Material for this exercise:
____
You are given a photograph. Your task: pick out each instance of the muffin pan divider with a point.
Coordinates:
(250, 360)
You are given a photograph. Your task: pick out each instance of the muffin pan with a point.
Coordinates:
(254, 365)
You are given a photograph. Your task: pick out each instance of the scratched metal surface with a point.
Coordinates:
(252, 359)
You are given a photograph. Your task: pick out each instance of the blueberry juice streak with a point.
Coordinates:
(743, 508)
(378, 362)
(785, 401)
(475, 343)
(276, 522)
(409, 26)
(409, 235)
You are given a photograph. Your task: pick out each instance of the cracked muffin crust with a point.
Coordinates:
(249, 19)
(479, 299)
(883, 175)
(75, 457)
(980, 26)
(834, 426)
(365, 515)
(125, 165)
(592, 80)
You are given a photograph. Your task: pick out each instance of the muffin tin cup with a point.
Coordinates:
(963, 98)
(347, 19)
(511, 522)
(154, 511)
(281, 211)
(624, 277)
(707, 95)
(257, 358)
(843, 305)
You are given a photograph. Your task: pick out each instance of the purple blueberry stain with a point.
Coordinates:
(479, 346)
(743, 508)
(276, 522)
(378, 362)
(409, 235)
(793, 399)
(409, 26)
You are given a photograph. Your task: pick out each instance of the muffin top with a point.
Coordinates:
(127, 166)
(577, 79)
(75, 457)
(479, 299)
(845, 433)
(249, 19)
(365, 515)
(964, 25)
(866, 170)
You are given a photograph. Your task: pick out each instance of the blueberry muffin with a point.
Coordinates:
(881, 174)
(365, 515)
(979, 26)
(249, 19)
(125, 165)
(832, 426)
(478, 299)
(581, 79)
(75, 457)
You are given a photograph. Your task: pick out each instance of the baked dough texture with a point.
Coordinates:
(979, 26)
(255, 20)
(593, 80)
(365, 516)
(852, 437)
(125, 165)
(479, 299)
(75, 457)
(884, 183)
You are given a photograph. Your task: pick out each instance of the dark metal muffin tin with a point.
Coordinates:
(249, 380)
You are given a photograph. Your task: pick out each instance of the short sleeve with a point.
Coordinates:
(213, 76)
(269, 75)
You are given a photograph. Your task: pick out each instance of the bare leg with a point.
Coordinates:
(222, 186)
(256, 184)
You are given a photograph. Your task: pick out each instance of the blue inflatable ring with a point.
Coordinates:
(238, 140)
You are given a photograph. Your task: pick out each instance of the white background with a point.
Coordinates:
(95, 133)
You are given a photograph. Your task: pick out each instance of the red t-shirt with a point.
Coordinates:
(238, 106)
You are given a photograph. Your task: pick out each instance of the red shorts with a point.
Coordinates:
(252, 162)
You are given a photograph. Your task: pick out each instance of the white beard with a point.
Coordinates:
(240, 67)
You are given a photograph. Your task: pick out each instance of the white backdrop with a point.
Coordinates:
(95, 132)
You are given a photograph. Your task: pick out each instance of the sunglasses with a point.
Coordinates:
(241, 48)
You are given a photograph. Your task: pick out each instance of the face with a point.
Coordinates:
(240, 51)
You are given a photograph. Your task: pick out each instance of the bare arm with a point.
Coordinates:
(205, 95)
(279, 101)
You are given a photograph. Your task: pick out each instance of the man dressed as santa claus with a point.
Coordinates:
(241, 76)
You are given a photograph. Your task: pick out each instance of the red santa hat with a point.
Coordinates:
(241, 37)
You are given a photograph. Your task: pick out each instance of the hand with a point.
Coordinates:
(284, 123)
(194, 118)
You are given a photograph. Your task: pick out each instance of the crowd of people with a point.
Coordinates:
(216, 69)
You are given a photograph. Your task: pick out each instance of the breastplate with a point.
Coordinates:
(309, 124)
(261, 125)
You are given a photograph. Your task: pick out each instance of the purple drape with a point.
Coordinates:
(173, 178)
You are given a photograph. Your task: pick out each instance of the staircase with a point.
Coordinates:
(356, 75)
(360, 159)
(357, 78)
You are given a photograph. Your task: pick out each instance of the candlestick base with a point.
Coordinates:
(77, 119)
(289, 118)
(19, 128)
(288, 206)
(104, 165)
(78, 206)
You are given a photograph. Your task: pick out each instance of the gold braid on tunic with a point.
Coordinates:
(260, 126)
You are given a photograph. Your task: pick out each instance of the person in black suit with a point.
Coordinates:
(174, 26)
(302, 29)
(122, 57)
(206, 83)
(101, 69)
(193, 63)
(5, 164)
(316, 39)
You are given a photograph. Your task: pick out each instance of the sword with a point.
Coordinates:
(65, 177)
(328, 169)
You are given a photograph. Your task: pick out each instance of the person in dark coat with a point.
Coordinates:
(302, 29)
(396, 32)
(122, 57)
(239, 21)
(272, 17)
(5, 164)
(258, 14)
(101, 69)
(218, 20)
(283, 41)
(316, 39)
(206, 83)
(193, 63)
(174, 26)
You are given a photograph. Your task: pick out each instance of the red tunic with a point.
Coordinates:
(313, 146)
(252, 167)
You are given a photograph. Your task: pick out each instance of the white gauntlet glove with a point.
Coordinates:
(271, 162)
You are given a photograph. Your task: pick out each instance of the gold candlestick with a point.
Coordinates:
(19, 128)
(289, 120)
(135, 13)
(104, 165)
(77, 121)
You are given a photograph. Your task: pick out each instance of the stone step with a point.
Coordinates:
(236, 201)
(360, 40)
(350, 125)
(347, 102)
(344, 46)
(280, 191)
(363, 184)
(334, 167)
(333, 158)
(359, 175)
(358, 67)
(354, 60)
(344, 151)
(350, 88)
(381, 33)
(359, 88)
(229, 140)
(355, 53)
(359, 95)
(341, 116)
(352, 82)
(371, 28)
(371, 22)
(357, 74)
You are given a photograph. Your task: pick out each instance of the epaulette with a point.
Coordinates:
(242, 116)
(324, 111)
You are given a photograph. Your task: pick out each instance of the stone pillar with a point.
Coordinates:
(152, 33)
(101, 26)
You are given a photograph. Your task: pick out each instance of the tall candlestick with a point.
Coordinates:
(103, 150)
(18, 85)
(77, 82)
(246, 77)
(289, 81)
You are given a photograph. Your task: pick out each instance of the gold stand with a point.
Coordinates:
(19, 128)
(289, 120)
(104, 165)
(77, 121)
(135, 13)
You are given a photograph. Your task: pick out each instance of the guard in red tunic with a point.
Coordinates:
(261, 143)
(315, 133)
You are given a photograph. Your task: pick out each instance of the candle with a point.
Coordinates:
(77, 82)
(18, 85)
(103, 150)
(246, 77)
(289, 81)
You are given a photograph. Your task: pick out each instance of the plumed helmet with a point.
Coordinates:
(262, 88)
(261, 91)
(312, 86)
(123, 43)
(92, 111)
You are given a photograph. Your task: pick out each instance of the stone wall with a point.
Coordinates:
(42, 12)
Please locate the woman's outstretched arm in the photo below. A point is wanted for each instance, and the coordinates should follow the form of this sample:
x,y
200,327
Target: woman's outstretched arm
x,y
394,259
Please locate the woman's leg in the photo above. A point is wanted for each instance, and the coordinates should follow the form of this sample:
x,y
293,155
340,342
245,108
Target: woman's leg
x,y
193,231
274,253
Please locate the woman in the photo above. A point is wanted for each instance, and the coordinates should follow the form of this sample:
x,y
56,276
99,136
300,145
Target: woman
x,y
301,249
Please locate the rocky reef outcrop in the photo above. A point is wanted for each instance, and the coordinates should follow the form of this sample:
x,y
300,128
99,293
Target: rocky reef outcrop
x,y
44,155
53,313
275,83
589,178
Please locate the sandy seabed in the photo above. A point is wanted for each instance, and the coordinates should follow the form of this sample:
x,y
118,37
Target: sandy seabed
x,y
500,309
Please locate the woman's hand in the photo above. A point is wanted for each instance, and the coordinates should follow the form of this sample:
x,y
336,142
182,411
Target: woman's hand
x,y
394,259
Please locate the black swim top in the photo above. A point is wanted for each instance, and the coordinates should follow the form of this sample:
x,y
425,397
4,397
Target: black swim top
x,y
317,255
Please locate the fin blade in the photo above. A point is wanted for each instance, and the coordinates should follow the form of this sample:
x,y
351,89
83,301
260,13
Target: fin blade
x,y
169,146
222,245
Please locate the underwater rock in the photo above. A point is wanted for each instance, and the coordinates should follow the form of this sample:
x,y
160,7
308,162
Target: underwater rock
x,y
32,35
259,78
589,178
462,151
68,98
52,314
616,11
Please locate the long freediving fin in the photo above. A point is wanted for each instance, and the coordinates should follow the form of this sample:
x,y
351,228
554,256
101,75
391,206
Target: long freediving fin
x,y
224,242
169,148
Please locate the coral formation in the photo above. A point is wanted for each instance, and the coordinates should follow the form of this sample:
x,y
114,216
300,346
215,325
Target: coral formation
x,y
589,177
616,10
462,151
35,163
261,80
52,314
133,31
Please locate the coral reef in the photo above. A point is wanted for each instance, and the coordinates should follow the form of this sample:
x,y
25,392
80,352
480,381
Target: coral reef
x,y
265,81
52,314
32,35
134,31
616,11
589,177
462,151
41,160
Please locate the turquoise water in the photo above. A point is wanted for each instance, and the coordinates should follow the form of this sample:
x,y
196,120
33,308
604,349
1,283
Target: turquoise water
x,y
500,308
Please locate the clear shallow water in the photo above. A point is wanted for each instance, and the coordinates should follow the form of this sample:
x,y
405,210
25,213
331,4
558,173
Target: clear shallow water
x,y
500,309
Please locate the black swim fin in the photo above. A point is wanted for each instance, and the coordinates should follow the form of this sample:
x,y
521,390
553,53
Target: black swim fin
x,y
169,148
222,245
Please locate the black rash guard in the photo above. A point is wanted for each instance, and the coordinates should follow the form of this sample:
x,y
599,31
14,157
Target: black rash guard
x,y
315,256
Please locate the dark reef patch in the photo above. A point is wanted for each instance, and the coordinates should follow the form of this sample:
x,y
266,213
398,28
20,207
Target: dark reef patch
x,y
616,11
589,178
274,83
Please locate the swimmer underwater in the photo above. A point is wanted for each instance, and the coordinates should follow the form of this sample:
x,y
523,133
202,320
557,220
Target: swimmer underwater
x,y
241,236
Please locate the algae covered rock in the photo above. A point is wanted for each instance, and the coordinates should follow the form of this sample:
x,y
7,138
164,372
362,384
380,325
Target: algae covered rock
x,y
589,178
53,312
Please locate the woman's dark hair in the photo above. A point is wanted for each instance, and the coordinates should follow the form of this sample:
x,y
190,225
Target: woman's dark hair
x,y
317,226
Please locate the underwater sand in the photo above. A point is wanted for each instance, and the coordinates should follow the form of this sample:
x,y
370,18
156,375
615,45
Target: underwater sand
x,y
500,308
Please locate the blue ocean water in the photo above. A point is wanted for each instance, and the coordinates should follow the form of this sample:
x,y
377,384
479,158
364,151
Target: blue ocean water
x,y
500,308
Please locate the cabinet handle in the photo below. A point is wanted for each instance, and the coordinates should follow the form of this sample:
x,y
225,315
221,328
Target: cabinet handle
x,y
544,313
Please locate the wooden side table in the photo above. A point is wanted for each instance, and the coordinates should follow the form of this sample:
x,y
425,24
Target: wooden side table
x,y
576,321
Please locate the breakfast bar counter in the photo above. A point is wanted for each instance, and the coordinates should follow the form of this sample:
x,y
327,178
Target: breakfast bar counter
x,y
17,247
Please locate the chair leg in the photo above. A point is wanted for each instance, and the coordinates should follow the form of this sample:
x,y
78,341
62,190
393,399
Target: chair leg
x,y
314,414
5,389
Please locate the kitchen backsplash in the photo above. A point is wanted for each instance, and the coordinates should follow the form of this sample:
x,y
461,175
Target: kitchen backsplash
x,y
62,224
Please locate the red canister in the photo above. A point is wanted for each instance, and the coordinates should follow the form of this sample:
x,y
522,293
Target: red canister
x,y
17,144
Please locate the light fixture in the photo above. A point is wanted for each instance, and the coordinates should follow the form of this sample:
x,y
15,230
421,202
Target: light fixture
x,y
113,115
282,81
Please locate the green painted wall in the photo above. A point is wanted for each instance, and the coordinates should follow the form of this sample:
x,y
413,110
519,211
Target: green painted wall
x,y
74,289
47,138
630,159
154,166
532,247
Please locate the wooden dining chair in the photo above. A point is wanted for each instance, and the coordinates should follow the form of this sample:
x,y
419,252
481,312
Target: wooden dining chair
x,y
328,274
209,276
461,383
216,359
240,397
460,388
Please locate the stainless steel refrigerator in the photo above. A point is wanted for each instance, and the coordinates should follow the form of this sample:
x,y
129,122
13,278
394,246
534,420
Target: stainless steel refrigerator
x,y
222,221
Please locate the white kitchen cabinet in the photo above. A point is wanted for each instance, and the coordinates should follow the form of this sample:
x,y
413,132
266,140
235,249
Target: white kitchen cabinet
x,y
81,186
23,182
____
Description of the task:
The word "santa" occurs on some lines of the entries. Work out how many such lines there are and reply with the number alone.

Result for this task:
2